● **问题描述 A**
请将关于 matplotlib 非线性颜色图的页面中从"非线性颜色图，matplotlib"到"t1 = np.random.normal(2,0.3,10)"的文字原样誊写下来，起止两处均包括在内。
● **问题描述 B**
根据关于 matplotlib 非线性颜色图的页面，其中一个子图的颜色值大约是其他图的多少倍？

━━━━━ 页面

非线性颜色图，matplotlib

Question

是否有任何颜色图或是否有一种简单的方法来转换 matplotlib 颜色图以提供接近 0.5 的更大颜色范围和在极端情况下更小的颜色范围？我正在创建一堆子图，其中一个的颜色值大约是其他图的 10 倍，所以它的值占主导地位，其余的图看起来都一样。对于一个简单的例子，我们有：

import numpy as np
import matplotlib.pyplot as plt

x = np.linspace(1,10,10)
y = np.linspace(1,10,10)

t1 = np.random.normal(2,0.3,10)
t2 = np.random.normal(9,0.01,10)
t2_max = max(t2)

plt.figure(figsize=(22.0, 15.50))

p = plt.subplot(1,2,1)
colors = plt.cm.Accent(t1/t2_max)
p.scatter(x, y, edgecolors=colors, s=15, linewidths=4)

p = plt.subplot(1,2,2)
colors = plt.cm.Accent(t2/t2_max)
p.scatter(x, y, edgecolors=colors, s=15, linewidths=4)

plt.subplots_adjust(left=0.2)
cbar_ax = plt.axes([0.10, 0.15, 0.05, 0.7])
sm = plt.cm.ScalarMappable(cmap=plt.cm.Accent, norm=plt.Normalize(vmin=0, vmax=t2_max))
sm._A = []
cbar = plt.colorbar(sm,cax=cbar_ax)

plt.show()

t1 中的变化比 t2 中的多得多，但是由于 t2 的值很高，所以无法看到变化。我想要的是一张地图，它将在 t1 的平均值周围提供更大的颜色渐变，而无需转换数据本身。我在这里找到了一个解决方案http://protracted-matter.blogspot.co.nz/2012/08/nonlinear-colormap-in-matplotlib.html但无法让它适用于我的散点图。

━━━━━━━━━━
━━━━━ 数据部分

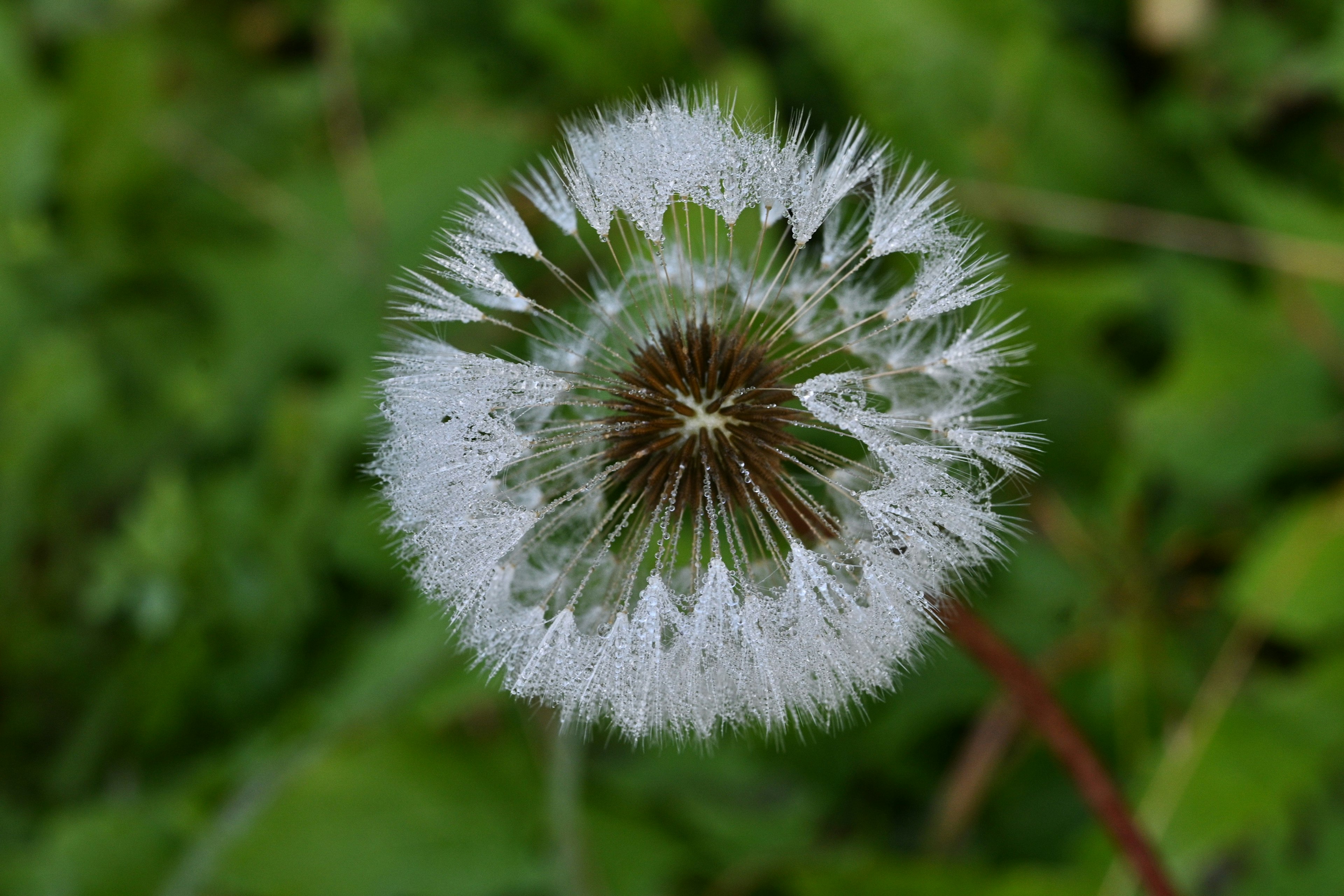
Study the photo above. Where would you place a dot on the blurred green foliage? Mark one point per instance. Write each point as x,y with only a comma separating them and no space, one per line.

━━━━━━━━━━

● **问题解答 A**
非线性颜色图，matplotlib

Question

是否有任何颜色图或是否有一种简单的方法来转换 matplotlib 颜色图以提供接近 0.5 的更大颜色范围和在极端情况下更小的颜色范围？我正在创建一堆子图，其中一个的颜色值大约是其他图的 10 倍，所以它的值占主导地位，其余的图看起来都一样。对于一个简单的例子，我们有：

import numpy as np
import matplotlib.pyplot as plt

x = np.linspace(1,10,10)
y = np.linspace(1,10,10)

t1 = np.random.normal(2,0.3,10)

● **问题解答 B**
大约是其他图的 10 倍。